Data entries:
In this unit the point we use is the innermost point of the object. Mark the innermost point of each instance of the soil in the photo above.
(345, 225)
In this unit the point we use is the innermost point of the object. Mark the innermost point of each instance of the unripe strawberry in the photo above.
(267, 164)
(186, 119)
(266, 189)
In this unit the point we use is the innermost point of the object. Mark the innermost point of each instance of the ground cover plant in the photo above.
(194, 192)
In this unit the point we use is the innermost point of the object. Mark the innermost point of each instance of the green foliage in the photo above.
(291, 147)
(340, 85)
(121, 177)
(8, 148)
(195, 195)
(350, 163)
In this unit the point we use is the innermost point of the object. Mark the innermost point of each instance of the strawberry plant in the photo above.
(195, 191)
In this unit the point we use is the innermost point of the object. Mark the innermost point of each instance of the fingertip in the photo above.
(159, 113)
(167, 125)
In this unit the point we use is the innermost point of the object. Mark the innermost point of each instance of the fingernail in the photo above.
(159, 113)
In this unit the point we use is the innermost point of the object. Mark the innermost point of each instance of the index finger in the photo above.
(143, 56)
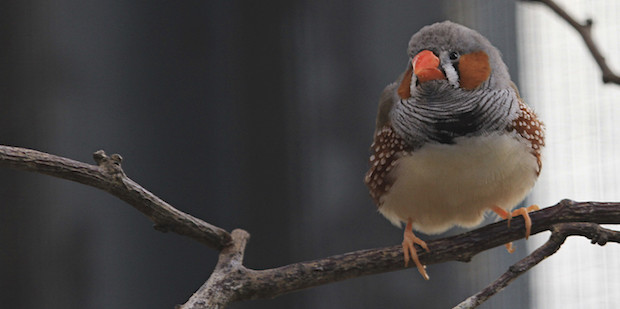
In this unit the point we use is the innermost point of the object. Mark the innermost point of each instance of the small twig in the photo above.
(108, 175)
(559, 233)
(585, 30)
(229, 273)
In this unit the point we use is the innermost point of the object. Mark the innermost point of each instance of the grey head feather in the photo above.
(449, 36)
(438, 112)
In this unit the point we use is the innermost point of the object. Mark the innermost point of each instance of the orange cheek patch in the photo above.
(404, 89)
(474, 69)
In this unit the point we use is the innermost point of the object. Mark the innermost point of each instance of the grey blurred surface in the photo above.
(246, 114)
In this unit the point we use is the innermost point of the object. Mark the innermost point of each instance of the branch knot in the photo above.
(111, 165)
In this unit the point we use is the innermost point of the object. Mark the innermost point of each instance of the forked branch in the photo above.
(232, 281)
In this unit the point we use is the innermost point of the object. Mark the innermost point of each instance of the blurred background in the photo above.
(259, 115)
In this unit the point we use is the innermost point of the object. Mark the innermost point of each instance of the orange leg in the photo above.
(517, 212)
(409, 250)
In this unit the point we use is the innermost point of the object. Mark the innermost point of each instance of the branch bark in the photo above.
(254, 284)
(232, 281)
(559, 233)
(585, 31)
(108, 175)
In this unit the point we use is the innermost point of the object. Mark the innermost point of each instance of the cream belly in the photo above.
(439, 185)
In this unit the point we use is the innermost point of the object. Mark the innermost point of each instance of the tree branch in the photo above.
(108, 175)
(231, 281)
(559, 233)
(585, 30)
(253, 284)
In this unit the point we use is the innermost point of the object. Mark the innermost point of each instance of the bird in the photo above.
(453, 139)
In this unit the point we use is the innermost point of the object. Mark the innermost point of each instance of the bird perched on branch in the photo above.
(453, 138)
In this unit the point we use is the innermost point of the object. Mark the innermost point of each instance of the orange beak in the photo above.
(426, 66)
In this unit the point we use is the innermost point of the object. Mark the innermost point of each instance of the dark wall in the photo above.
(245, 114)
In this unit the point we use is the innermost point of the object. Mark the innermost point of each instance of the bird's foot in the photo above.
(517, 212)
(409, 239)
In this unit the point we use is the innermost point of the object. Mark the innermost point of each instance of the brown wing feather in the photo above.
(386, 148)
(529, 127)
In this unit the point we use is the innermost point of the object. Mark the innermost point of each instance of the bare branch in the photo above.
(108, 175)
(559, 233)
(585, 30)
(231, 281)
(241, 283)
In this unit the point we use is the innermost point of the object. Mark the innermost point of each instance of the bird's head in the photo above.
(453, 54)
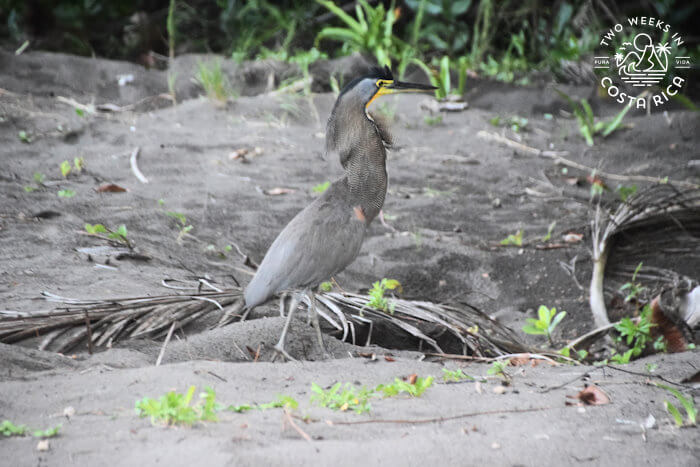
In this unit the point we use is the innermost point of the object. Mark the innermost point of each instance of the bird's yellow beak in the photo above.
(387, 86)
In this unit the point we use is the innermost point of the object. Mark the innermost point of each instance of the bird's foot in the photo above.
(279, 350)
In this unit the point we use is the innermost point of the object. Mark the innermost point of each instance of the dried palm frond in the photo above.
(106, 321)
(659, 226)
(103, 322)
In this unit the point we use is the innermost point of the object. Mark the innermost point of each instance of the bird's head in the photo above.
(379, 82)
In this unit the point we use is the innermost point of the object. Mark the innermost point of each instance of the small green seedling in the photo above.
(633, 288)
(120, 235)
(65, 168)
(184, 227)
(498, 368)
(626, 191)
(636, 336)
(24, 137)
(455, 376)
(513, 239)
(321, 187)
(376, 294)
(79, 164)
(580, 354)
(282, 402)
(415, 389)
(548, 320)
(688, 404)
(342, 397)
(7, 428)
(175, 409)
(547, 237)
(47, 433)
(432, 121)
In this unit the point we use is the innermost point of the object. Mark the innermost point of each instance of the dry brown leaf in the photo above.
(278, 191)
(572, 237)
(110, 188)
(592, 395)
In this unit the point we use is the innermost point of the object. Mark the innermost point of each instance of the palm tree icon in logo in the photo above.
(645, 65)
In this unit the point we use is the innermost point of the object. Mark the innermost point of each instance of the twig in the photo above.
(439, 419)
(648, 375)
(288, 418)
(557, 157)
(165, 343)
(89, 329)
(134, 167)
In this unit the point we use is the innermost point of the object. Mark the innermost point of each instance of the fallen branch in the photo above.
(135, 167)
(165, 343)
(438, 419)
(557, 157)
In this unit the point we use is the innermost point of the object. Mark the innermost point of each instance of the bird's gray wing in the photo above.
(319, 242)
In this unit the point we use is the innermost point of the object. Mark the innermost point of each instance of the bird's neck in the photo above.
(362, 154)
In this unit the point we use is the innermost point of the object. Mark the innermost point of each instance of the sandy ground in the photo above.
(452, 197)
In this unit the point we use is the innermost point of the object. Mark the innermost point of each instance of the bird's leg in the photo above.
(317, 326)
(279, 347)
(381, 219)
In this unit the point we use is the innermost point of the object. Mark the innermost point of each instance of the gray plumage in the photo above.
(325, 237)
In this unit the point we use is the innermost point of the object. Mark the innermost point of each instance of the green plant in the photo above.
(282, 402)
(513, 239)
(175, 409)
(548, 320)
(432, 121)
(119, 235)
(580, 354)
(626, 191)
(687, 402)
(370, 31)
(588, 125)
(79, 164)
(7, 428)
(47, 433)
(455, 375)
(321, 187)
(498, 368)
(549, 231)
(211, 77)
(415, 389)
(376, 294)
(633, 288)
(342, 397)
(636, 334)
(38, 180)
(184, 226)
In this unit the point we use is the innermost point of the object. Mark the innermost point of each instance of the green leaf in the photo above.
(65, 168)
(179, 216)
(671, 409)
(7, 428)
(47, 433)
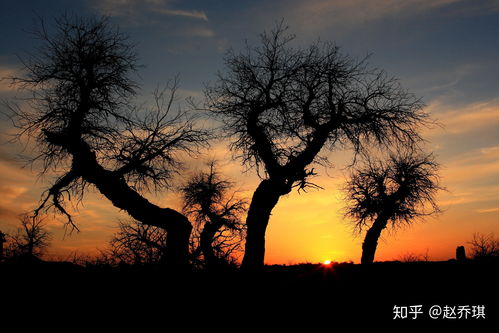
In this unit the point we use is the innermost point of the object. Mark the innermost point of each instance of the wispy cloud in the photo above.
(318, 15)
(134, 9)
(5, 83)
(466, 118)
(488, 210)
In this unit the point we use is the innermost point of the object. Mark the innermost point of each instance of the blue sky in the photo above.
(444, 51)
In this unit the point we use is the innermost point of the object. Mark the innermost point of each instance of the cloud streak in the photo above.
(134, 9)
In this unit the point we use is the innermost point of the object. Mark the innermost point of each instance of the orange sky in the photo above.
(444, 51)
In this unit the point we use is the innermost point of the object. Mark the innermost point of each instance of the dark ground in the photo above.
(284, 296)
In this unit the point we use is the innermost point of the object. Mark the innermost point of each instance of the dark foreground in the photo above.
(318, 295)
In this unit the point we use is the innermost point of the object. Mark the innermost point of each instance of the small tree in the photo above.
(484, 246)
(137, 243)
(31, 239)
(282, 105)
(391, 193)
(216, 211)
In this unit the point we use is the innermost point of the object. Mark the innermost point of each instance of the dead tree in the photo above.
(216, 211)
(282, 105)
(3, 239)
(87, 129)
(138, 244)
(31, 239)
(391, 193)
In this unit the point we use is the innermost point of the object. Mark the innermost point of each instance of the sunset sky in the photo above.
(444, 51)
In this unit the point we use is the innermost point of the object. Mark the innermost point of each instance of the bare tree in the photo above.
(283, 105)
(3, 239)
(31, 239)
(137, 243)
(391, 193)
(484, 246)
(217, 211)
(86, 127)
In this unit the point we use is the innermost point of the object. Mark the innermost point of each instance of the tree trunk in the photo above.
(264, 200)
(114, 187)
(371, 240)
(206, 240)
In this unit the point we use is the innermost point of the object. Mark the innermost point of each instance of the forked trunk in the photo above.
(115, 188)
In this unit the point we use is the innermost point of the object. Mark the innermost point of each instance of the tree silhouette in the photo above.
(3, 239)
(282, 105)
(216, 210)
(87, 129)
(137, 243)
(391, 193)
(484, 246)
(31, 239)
--
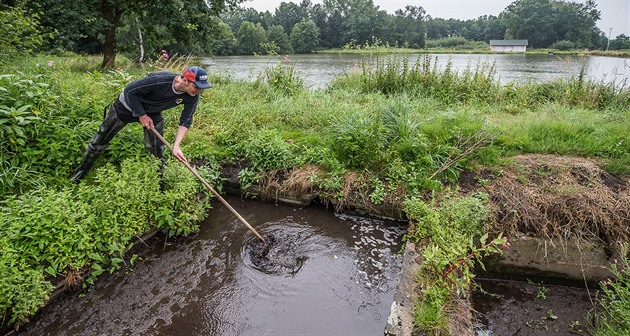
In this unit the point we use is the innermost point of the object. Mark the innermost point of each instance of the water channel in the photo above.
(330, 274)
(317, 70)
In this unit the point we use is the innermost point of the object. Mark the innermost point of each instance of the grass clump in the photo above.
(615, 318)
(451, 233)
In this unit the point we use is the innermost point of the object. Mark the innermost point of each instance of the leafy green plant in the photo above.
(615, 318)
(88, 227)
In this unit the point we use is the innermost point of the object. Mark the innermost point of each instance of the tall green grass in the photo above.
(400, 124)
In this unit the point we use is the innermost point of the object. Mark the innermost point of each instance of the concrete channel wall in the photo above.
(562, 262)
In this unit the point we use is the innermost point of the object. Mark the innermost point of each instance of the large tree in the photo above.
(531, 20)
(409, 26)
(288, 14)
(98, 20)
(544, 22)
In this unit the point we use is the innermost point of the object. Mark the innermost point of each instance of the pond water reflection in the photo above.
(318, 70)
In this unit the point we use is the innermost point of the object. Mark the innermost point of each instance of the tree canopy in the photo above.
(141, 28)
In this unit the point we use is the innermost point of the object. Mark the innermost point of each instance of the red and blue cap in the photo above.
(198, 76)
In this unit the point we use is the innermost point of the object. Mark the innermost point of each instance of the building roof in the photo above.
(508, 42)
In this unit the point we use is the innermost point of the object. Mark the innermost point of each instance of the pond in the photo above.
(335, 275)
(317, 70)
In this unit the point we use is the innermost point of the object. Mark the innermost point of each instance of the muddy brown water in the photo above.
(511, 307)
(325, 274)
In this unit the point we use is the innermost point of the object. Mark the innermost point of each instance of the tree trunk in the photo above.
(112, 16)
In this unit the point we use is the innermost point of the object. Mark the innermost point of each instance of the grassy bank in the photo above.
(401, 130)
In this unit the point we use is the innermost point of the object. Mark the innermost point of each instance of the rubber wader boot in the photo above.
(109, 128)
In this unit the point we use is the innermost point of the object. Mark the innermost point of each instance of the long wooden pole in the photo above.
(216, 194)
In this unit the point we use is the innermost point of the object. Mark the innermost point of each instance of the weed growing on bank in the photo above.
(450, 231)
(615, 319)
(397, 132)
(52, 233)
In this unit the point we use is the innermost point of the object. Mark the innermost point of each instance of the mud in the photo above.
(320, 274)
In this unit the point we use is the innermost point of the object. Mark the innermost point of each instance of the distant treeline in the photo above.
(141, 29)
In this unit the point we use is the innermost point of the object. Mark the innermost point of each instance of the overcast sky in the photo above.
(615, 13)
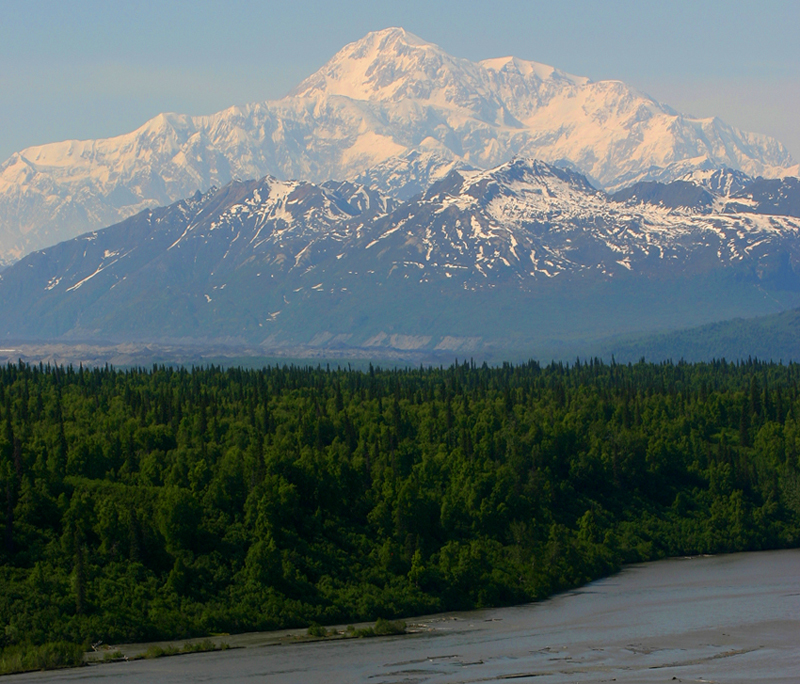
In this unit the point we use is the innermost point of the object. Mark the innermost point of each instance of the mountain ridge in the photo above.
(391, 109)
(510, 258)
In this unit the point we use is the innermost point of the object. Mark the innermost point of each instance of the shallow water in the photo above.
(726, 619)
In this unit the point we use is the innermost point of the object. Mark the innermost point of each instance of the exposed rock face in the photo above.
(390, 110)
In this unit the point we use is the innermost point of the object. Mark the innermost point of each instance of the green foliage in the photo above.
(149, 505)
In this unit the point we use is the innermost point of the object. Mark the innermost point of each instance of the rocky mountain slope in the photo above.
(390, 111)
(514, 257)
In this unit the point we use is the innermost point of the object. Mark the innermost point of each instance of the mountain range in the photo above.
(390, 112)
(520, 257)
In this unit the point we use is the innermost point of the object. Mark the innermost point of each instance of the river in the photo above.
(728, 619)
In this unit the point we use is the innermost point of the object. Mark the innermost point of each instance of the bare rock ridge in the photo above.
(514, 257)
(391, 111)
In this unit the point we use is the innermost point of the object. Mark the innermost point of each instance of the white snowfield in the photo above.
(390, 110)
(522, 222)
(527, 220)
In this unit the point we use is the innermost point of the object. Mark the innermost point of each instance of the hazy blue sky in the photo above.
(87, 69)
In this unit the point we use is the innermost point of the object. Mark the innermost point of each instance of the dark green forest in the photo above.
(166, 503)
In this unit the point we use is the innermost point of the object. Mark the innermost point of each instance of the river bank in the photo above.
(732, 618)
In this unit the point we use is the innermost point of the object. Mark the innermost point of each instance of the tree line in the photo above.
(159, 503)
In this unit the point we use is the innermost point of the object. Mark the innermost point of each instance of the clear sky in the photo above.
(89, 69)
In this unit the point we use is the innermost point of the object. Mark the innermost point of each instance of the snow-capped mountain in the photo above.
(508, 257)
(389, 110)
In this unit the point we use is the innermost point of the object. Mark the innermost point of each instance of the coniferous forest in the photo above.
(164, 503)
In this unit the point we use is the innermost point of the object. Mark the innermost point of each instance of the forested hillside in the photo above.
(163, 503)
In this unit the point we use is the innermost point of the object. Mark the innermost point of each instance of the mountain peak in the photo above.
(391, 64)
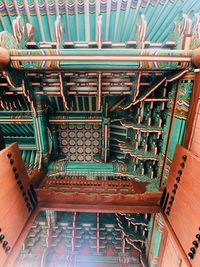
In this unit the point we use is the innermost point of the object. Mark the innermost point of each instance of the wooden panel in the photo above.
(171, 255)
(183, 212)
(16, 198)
* * *
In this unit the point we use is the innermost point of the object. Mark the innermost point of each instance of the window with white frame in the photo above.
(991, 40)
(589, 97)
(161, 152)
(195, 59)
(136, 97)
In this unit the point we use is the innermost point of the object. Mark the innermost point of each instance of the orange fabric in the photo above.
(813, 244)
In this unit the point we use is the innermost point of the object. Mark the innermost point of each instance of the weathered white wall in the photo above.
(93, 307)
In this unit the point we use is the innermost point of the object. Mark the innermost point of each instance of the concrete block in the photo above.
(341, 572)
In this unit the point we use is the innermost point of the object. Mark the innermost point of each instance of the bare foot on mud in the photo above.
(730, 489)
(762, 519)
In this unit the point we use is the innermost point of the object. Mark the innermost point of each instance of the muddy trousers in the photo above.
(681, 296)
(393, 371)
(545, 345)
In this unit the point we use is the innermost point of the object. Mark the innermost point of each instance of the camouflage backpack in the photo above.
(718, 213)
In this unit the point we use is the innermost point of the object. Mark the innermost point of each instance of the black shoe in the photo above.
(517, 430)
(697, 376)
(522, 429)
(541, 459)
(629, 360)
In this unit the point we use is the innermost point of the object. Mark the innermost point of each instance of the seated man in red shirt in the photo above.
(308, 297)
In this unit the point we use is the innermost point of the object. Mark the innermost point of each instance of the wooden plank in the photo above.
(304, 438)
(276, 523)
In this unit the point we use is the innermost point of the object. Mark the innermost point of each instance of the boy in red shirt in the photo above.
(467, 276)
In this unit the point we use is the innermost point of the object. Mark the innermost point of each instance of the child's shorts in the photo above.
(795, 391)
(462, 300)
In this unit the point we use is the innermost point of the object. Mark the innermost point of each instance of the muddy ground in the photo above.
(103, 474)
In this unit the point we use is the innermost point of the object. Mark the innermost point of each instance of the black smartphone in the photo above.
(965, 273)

YOUR OBJECTIVE.
Identify every row above that contains the word "cloud", and copy each of those rows in full.

FULL RESPONSE.
In this unit the point we use is the innermost point of the object. Mark the innermost point of each instance of the wispy cloud in the photo above.
In this unit the point we use is the innermost point of the object. Mark the innermost point of each instance of the cloud streak in the photo above.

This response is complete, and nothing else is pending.